>>>

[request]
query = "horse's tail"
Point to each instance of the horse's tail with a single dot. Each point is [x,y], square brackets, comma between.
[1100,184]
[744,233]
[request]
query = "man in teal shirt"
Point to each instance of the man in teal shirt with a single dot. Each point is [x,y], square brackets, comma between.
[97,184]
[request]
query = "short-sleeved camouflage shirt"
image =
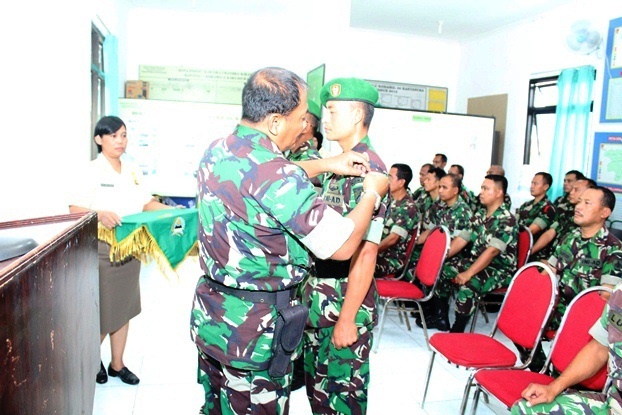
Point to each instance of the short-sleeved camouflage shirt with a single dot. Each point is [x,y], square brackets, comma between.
[582,263]
[499,231]
[324,296]
[541,214]
[255,207]
[402,217]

<<<

• What the exercise asks
Copy out all the records above in full, adding 53 to both the x and y coordinates of every answer point and leaving all other text as it is. Leave the pictures out.

• Result of the task
[request]
query = "horse's tail"
Point to each instance of the horse's tail with a single dot. Each point is [x,y], square brackets, comma between.
[1153,237]
[797,286]
[request]
query = "man in teal shirt"
Point to each instance of the man in teal shirt with a single dot. Each point is [x,y], square brackets, comma between.
[150,237]
[request]
query = "short-sleeved camouflage shirt"
image =
Point to each instance of the short-sleeved camouflage shirt with a single dot. Each point is [x,y], square brackets, comma between.
[635,316]
[552,284]
[377,349]
[594,267]
[308,260]
[455,270]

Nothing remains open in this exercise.